*TRY IT*: In the data below, which lines hold "each"? Copy every one.

Natural language region descriptions
>>

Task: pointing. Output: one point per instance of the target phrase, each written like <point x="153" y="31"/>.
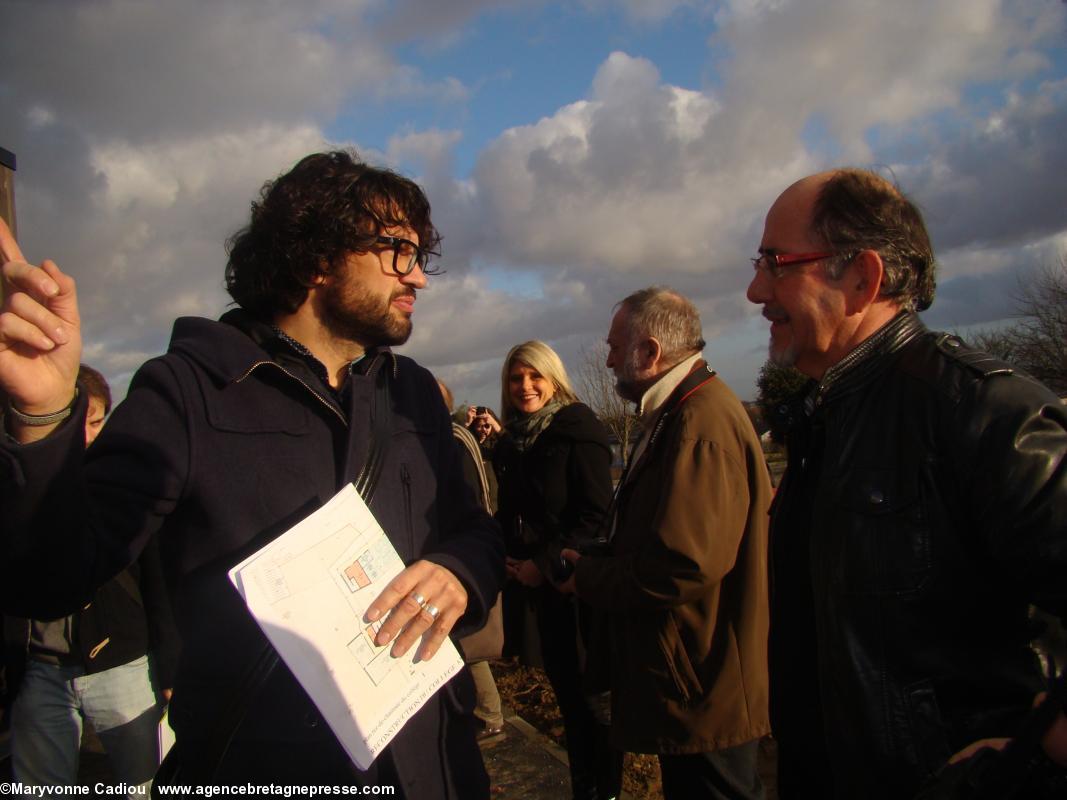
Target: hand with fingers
<point x="425" y="601"/>
<point x="40" y="337"/>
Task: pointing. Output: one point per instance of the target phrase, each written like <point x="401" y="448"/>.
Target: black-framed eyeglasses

<<

*SOLUTION BELOW*:
Task: pointing. Output: one point per instance of the target phrase, each written like <point x="153" y="31"/>.
Task: pointing. Output: one point per instance of the target phrase, each written like <point x="401" y="448"/>.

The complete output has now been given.